Update the xCAT setup guide between "All networks in" and "the chtab command.", inclusive, replacing "management node" with "head node", and give that part again.

───── Document passage

Create fedora.repo with contents:

[fedora]
name=Fedora $releasever - $basearch
baseurl=file:///install/fedora8/x86_64
enabled=1
  • Install createrepo (not needed on SLES):

    yum install createrepo

  • Run createrepo

    cd /install/fedora8/x86_64
    createrepo .

Create SLES repository

On SLES, copy the SLES ISO images to the Management Node.

mkdir /iso
copy SLES11-DVD-ppc-GM-DVD1.iso to /iso/
mkdir /iso/1
cd /iso
mount -o loop SLES11-DVD-ppc-GM-DVD1.iso 1
zypper ar [../../iso/1 file:///iso/1] sles11

Set Up Services on the Management Node

Set Up networks Table

All networks in the cluster must be defined in the networks table. When xCAT was installed, it ran makenetworks, which created an entry in this table for each of the networks the management node is on. Now is the time to add or update any other networks needed to the networks table. Use either the tabedit or the chtab command.

  1. netname,net,mask,mgtifname,gateway,dhcpserver,tftpserver,nameservers,dynamicrange,nodehostname,comments,disable

"mnet","9.114.47.224","255.255.255.224","eth0",,,"9.114.47.250","9.114.47.250,9.114.8.1",,,,

,"192.168.122.0","255.255.255.0","virbr0",,,"192.168.122.1","9.114.47.250,9.114.8.1",,,,

If you want to use hardware discovery later, a dynamic range is required to be defined in the networks table, for example, to add a dynamic range for dhcp to eth0 network (mnet) :

chtab netname=mnet networks.dynamicrange=9.114.47.233-9.114.47.234

tabdump networks

  1. netname,net,mask,mgtifname,gateway,dhcpserver,tftpserver,nameservers,dynamicrange,nodehostname,comments,disable

"mnet","9.114.47.224","255.255.255.224","eth0",,"9.114.47.250","9.114.47.250","9.114.47.250","9.114.47.233-9.114.47.234",,,

"virb","192.168.122.0","255.255.255.0","virbr0",,,"192.168.122.1","9.114.8.1,9.114.8.2",,,,

You can have xCAT ignore any table entry by setting the disable attribute. For example, if you have a public network defined, and you want to disable the entry for the public network (connected to the outside world):

chtab net=9.114.88.160 networks.netname=public networks.disable=1

Set the domain name in the site table:

chtab key=domain site.value=cluster.net # domain part of the node hostnames

Set Up DHCP

The dynamic ranges for the networks were set up already in section 3.1 Set Up networks Table . Now you should define the dhcp interfaces in site table if you want to limit which NICs dhcpd will listen on. We use this weird value because our MN uses eth4 to communicate with the service nodes, and the service nodes use eth1 to communicate with the compute nodes.

The interface is

chtab key=dhcpinterfaces site.value='<node or nodegroup>|nic;<node or nodegroup>|nic;...>

For example: if you set dhcpinterfaces as in the example, only eth1 will be setup for the management node. Note only xcatmn , the management node is not defined in the database; all other entries should be defined nodes or nodegroups.

──────────
───── Source data

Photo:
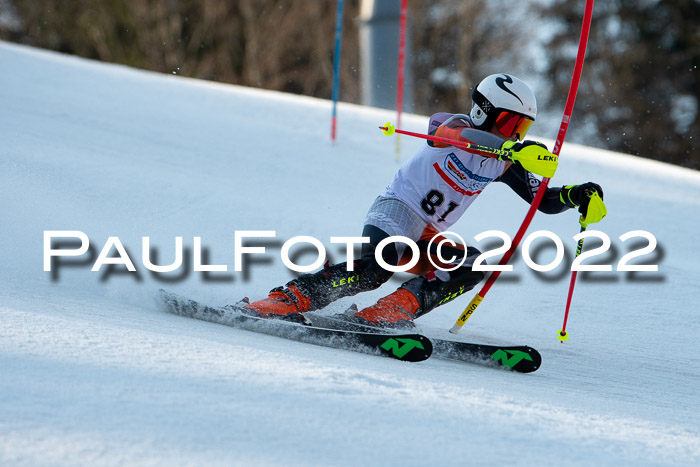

──────────

▸ **Answer to the exercise**
All networks in the cluster must be defined in the networks table. When xCAT was installed, it ran makenetworks, which created an entry in this table for each of the networks the head node is on. Now is the time to add or update any other networks needed to the networks table. Use either the tabedit or the chtab command.